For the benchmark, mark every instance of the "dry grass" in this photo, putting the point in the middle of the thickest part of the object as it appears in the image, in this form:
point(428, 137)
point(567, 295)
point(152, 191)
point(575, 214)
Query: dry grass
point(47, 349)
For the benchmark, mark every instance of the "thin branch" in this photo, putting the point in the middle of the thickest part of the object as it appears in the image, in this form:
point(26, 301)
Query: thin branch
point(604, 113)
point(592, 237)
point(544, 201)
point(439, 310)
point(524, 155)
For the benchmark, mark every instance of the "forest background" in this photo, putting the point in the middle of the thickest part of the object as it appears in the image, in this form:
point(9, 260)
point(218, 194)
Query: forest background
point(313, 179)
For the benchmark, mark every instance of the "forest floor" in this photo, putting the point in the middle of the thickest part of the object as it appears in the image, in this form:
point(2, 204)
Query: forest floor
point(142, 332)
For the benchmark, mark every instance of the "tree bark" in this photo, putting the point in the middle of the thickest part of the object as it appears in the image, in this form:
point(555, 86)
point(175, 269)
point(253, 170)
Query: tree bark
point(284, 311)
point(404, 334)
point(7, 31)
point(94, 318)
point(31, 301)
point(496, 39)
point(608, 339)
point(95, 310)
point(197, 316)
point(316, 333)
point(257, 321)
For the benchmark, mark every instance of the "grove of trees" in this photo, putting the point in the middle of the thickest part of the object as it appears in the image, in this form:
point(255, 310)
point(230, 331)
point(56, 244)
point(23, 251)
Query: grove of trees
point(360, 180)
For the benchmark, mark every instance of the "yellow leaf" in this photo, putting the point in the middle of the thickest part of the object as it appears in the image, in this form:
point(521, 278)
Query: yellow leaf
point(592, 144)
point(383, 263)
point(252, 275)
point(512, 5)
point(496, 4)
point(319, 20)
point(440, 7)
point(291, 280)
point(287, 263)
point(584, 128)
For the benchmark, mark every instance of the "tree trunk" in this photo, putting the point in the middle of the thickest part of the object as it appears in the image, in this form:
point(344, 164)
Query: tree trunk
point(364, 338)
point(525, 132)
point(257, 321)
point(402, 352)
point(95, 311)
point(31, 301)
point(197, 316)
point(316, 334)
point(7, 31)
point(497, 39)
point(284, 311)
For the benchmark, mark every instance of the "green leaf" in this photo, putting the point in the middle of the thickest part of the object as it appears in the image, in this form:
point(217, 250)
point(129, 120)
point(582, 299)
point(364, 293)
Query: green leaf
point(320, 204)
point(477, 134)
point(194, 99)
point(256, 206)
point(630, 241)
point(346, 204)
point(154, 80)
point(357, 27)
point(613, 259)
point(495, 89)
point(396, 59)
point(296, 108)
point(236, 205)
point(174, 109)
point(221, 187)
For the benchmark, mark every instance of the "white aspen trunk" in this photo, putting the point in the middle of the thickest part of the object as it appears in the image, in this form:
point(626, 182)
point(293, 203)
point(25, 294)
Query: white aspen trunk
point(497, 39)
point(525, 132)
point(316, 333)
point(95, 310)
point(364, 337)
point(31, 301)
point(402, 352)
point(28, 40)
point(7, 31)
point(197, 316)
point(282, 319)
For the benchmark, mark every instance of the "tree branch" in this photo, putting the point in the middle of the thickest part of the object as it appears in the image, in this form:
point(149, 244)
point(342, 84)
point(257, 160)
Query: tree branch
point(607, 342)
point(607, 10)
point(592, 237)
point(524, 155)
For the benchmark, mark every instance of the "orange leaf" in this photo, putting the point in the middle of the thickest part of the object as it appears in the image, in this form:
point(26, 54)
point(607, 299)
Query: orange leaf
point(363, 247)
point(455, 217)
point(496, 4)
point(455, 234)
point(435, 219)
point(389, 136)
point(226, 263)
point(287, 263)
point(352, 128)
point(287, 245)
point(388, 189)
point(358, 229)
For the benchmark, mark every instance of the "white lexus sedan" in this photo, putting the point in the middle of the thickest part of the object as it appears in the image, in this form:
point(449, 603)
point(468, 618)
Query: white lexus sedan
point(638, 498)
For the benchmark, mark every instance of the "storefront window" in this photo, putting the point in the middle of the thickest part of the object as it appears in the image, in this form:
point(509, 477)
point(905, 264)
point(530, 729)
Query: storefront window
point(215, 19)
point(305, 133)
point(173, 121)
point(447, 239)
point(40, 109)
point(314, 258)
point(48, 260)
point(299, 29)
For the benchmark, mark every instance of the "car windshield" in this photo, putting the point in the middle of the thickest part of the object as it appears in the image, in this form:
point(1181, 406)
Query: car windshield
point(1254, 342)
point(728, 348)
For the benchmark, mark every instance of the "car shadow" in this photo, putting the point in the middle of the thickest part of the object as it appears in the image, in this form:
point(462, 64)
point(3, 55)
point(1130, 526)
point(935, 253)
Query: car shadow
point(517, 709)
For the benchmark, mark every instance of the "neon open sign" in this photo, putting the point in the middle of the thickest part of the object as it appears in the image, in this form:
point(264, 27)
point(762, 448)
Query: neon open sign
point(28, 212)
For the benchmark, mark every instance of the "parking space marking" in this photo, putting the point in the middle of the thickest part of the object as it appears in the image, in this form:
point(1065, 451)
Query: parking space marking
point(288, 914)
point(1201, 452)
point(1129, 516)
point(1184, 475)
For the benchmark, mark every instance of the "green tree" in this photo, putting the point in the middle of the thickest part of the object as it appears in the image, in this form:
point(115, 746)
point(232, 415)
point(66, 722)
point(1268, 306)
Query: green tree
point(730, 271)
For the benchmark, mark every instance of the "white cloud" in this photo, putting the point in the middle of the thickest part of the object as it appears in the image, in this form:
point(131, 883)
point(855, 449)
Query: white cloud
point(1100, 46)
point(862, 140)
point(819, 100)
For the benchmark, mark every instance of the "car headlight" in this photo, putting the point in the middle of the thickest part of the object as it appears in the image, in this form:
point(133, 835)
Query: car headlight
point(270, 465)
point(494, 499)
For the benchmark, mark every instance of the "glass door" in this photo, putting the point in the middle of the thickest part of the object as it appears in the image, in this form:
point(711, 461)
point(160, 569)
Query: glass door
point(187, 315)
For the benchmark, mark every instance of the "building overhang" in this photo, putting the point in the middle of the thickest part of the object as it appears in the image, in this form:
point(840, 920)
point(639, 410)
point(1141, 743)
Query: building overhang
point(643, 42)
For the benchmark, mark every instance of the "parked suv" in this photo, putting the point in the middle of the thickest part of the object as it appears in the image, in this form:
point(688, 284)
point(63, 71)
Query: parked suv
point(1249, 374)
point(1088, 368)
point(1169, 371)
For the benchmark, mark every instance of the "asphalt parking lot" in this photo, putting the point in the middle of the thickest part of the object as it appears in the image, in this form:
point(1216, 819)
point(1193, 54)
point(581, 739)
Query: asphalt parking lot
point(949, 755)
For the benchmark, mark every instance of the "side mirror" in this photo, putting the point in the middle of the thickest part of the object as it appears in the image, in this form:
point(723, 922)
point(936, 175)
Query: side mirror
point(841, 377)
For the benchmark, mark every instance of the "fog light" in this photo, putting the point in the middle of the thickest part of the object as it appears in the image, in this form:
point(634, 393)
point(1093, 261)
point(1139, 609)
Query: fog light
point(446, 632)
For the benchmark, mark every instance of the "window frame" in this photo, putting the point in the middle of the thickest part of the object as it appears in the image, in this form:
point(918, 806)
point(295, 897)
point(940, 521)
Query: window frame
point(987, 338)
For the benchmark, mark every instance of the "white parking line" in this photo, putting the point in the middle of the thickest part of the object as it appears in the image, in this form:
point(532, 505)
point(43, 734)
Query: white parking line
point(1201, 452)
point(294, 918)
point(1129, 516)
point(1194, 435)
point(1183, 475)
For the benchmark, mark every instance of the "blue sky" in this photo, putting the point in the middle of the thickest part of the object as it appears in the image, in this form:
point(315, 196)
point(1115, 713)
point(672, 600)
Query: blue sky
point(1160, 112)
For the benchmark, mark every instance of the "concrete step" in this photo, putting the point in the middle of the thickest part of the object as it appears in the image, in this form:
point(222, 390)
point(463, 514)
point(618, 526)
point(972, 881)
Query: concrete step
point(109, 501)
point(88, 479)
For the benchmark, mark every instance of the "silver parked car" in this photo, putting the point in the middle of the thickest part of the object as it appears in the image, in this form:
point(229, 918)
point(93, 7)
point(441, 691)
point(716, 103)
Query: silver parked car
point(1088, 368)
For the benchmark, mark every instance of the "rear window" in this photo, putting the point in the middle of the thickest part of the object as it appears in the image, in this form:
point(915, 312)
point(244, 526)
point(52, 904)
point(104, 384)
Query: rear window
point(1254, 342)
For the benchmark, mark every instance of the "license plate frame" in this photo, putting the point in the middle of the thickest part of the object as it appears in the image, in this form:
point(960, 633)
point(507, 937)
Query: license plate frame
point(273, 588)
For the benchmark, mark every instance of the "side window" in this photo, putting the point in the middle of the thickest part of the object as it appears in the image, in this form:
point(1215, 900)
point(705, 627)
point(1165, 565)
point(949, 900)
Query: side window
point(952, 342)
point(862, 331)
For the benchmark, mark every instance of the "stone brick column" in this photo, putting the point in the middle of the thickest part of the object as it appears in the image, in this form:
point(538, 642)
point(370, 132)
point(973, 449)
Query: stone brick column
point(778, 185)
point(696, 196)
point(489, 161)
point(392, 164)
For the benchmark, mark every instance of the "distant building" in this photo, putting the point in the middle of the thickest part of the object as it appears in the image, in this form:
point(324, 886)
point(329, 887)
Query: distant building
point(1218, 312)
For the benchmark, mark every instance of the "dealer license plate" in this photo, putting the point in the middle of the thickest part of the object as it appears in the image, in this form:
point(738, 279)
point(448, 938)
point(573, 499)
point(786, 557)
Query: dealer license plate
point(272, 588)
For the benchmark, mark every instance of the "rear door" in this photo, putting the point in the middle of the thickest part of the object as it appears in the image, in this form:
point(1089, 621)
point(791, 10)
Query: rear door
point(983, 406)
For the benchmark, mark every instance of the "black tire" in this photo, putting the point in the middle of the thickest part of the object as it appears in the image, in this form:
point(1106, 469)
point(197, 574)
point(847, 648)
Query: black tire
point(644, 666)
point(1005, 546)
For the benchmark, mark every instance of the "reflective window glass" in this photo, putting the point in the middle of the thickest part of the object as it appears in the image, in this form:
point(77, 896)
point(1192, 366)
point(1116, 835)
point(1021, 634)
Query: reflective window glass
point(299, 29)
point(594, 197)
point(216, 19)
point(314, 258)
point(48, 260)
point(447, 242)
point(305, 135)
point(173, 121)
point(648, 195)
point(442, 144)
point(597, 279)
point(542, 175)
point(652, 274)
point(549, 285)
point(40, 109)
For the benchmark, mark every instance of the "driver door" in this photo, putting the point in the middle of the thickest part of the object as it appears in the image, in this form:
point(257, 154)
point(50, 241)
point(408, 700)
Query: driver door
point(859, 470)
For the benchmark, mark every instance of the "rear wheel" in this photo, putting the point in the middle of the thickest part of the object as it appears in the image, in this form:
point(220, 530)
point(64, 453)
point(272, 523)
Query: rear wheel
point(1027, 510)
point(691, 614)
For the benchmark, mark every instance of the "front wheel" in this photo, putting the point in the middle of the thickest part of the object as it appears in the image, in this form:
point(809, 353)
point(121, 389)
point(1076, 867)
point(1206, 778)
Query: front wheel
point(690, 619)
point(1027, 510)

= What to work on =
Pull out each line of the records above that contains the word "aspen", copying every such line in full.

= Exercise answer =
For the benchmark, mark every instance of the "white aspen trunk" in this photo, putting the point in the middle of the thickest part of the object as it appears in the image, in this form:
Query: white aspen trunk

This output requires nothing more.